• **Fragmento seleccionado**
Algunos lineamientos sobre la legitimidad de la Protesta Social, a raíz de los hechos del 17 de septiembre


Por Mateo Izquierdo

Introducción

Empiezo la siguiente diatriba por plantear mis percepciones a manera de antecedente a los hechos recientes en nuestro país. Sin declararme a favor o en contra de algún grupo o actor en particular, parto por aclarar que pienso que todos los grupos tienen puntos válidos por defender. Y asumiré, por esta ocasión, que todos tenemos al menos un objetivo común: el de velar por el bienestar de nuestro querido país. Salvo los ejemplos evidentes, en los que existe un interés particular y que jamás han llevado o llevarán a algún nivel de conciliación.

Creo que hemos llegado, como país, a un punto de inflexión, en el que el malestar que sienten algunos grupos está llegando a un nivel de ebullición peligroso. Esto sucede, a mi criterio, porque no existen, desde el ámbito público o privado, canales de desfogue de las demandas y reivindicaciones sociales. Las actitudes conciliadoras han sido subyugadas a intenciones absolutistas de eliminación del supuesto enemigo; cuando en democracia no deberían existir enemigos sino opositores. La gobernanza, como tal, implica que grupos de opositores puedan mediar sus posturas en conflicto, y negociar a fin de encontrar al menos algunos puntos de acuerdo, para obtener el mejor beneficio para todos. Ése es el ideal, sin embargo, la realidad es otra. No estamos en guerra, al menos yo aún no creo estoy en guerra. Si se llegase a amenazar mi bienestar, el de mi familia o el de mis amigos, otro sería el cuento. Asumo que otros pensarán igual. No propongo el individualismo absurdo, pero si promulgo la auto preservación. Esta es la herencia de años de que el privilegio garantice el porvenir. La justicia es para los de poncho se suele decir.

¿Democracia Criolla?

• **Enunciado A**
Enumera todos los encabezados que aparecen en el texto sobre la protesta social, incluido el título.
• **Enunciado B**
Transcribe del texto sobre la protesta social el fragmento que comienza con "Algunos lineamientos sobre" y sigue hasta "nivel de conciliación.".
• **Enunciado C**
Escribe la continuación del texto sobre la protesta social a partir del punto en que se detiene.
Los ítems no hacen falta para resolver nada de lo que aquí se pide.

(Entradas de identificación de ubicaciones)
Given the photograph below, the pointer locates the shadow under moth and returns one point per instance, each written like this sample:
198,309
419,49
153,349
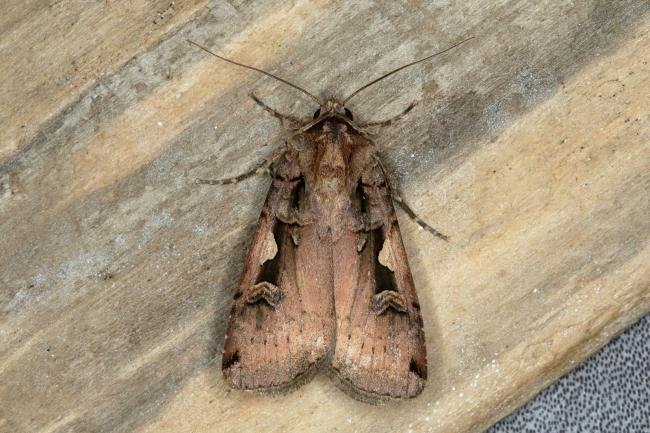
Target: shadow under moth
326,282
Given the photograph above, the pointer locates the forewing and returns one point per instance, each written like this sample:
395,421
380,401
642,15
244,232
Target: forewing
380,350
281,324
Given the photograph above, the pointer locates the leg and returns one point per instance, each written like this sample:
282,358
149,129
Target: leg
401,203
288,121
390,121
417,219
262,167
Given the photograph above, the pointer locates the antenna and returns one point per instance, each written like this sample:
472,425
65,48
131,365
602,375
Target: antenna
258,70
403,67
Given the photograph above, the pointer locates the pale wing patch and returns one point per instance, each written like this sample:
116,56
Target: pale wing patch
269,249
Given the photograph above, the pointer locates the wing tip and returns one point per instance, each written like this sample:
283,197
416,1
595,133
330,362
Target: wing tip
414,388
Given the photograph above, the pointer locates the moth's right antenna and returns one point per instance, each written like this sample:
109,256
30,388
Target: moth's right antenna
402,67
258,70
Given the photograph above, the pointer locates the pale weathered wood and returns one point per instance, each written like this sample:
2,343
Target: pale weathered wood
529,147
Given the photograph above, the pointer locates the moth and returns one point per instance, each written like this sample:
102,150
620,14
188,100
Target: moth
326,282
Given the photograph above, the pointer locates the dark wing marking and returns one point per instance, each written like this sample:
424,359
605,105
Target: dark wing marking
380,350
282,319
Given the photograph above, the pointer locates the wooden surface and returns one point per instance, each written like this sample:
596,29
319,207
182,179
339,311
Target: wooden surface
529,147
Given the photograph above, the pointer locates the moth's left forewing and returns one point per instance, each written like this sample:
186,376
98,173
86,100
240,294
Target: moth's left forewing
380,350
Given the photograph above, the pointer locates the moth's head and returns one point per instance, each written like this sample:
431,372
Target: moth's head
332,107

---

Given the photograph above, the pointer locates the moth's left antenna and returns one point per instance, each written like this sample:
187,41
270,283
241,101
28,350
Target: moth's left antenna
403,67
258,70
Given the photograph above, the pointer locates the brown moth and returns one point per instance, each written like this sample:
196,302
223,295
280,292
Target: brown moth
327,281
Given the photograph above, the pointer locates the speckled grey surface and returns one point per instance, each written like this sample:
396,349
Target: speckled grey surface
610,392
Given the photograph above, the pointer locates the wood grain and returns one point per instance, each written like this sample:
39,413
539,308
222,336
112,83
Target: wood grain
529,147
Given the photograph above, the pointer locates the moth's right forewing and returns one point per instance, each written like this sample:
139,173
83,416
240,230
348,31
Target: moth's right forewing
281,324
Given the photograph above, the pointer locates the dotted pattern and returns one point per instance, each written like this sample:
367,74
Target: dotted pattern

• **Respuesta A**
- Algunos lineamientos sobre la legitimidad de la Protesta Social, a raíz de los hechos del 17 de septiembre
- Introducción
- ¿Democracia Criolla?

• **Respuesta B**
Algunos lineamientos sobre la legitimidad de la Protesta Social, a raíz de los hechos del 17 de septiembre


Por Mateo Izquierdo

Introducción

Empiezo la siguiente diatriba por plantear mis percepciones a manera de antecedente a los hechos recientes en nuestro país. Sin declararme a favor o en contra de algún grupo o actor en particular, parto por aclarar que pienso que todos los grupos tienen puntos válidos por defender. Y asumiré, por esta ocasión, que todos tenemos al menos un objetivo común: el de velar por el bienestar de nuestro querido país. Salvo los ejemplos evidentes, en los que existe un interés particular y que jamás han llevado o llevarán a algún nivel de conciliación.

• **Respuesta C**
Comienzo por admitir que no creo que en Ecuador hayamos vivido en democracia. Al menos no la que proponen la recetas occidentales, sino una propia más folklórica. Si analizamos las recetas típicas del sufragio libre, elecciones limpias y transparentes, participación ciudadana, etc. Hemos cumplido con algunas y con serios bemoles.  Nuestro sistema político y de representación siempre ha sido frágil y poco representativo. La institucionalidad de estos poderes, como otros poderes del Estado, ha sido maleable. Por múltiples factores, no ha podido cumplir con los objetivos para los fueron creadas: Velar por el bienestar de la población y, en la medida de lo posible, garantizar su progreso. Si miramos, los partidos políticos nunca fueron partidos como tales, sino grupos de interés corporativos, que respondían a caciques, más no a actores políticos capaces de encarnar las reivindicaciones de la sociedad. Al tratarse a sí misma como una democracia “incipiente”, se ha dudado de la capacidad de la población para decidir por sí sola su porvenir. Las mayorías y las minorías han sido relativamente inconsecuentes.

Al tener una institucionalidad débil, el desenvolvimiento pleno de la gobernabilidad era imposible, la crisis de representación de la década entre el año 96 y 2006 es el mejor ejemplo de aquello. Se daba un vacío de poder abismal en el que lamentablemente cualquiera con un poco de influencia y ‘ñeque’ podía subir al poder. Fue un círculo vicioso con resultados  nefastos, que todos recordamos con amargura.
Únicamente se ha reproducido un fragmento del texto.